▶ [EXERCISE DESCRIPTION]
Nothing but the data, repeated exactly, belongs in the answer.

▶ [SUPPLIED INFORMATION]
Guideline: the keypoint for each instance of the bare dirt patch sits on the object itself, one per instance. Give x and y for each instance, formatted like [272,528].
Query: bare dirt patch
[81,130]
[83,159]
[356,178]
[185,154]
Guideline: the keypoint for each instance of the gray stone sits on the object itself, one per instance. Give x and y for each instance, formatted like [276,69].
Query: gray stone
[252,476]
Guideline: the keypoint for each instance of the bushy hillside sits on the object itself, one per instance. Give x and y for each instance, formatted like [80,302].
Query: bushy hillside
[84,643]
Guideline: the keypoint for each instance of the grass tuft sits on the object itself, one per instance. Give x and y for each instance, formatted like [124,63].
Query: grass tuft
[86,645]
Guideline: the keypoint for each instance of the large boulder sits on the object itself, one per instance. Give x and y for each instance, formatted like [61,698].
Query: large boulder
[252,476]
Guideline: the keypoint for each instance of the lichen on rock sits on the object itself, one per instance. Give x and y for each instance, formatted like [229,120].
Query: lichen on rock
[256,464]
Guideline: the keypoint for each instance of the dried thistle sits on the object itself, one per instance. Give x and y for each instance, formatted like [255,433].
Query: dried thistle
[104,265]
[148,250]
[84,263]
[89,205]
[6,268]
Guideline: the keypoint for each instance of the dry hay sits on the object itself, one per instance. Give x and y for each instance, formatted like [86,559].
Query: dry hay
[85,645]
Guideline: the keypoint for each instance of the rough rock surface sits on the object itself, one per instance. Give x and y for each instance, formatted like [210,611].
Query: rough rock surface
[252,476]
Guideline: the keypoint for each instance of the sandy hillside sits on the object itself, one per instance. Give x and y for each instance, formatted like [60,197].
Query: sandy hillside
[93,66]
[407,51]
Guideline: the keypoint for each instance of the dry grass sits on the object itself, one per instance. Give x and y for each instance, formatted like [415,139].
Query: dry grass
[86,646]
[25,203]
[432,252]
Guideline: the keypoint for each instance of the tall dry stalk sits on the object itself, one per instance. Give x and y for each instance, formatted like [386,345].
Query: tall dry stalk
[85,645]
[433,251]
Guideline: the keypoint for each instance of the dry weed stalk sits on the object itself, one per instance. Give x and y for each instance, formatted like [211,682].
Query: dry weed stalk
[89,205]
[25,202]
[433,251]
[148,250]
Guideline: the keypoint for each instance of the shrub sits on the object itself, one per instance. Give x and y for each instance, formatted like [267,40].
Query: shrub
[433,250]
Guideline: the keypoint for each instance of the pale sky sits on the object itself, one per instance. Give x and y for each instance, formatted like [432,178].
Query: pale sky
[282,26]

▶ [ANSWER TO THE PROBLEM]
Guideline: the keypoint for each instance of the bare dirt patch sits on the object itself, one per instance. Give x and y for each instance, formatted like [272,528].
Query: bare dirt patch
[81,130]
[83,159]
[356,178]
[185,154]
Guideline: the keypoint for each instance of the gray stone sits on the object itself, one per instance. Give x and y for each instance, formatted like [276,69].
Query: gray stone
[252,476]
Guideline: the keypoint for each instance of the bushy hillside sits on the object itself, one per instance. Give x and y for each instance, formatted like [80,302].
Query: bushy hillside
[84,643]
Guideline: the keypoint for each instance of the grass tuft sits on the object itself, one per instance. Give x and y for each instance, formatted like [124,63].
Query: grass tuft
[86,645]
Guideline: the keypoint for each instance of the large boulder sits on the object itself, one per instance. Give x and y for each instance, formatted like [61,698].
Query: large boulder
[252,476]
Guideline: the keypoint for each instance of the lichen on rock sits on the object itself, one per instance. Give x and y for each instance, formatted like [229,120].
Query: lichen on rock
[256,464]
Guideline: the keypoint for each instance of the dried thistle sits on the object itself, one per instance. Give x and y for each instance, formatted like [255,433].
Query: dried thistle
[104,265]
[148,250]
[84,263]
[89,205]
[6,268]
Guideline: the keypoint for each instance of the dry hay sits on the object itself, one per instance. Give x and y for each instance, formatted like [86,559].
Query: dry hay
[85,645]
Guideline: the keypoint for each instance of the rough rock surface sits on the object itself, one per instance. Give x and y for each instance, formatted like [210,611].
Query: rough rock surface
[252,476]
Guideline: the keypoint for each instance of the sandy hillside sits on the object itself, one per instance. Give x and y for each instance, formatted like [60,197].
Query: sandy hillside
[93,66]
[407,51]
Guideline: the keypoint for each instance of the dry grass sits on the object itself, one per instance. Give x and y for each instance, formatted like [415,139].
Query: dry grass
[86,646]
[25,203]
[432,252]
Guideline: the keypoint for each instance of the tall dry stalk sits on the object itself, one per instance. Give x and y for each instance, formatted like [386,345].
Query: tall dry stalk
[85,645]
[433,251]
Guideline: the keypoint for each instance of the dry weed stalk sits on the object itself, one per instance. Give x and y for each instance, formatted like [211,682].
Query: dry weed stalk
[89,205]
[25,202]
[433,251]
[148,250]
Guideline: the keypoint for each instance of the shrub sits on the object itself, one per instance. Give x and y for each instance, formatted like [267,40].
Query: shrub
[433,250]
Guideline: the keypoint for each instance of the pale sky sits on the object itself, one per instance. Give x and y for each instance, formatted like [432,178].
Query: pale sky
[282,26]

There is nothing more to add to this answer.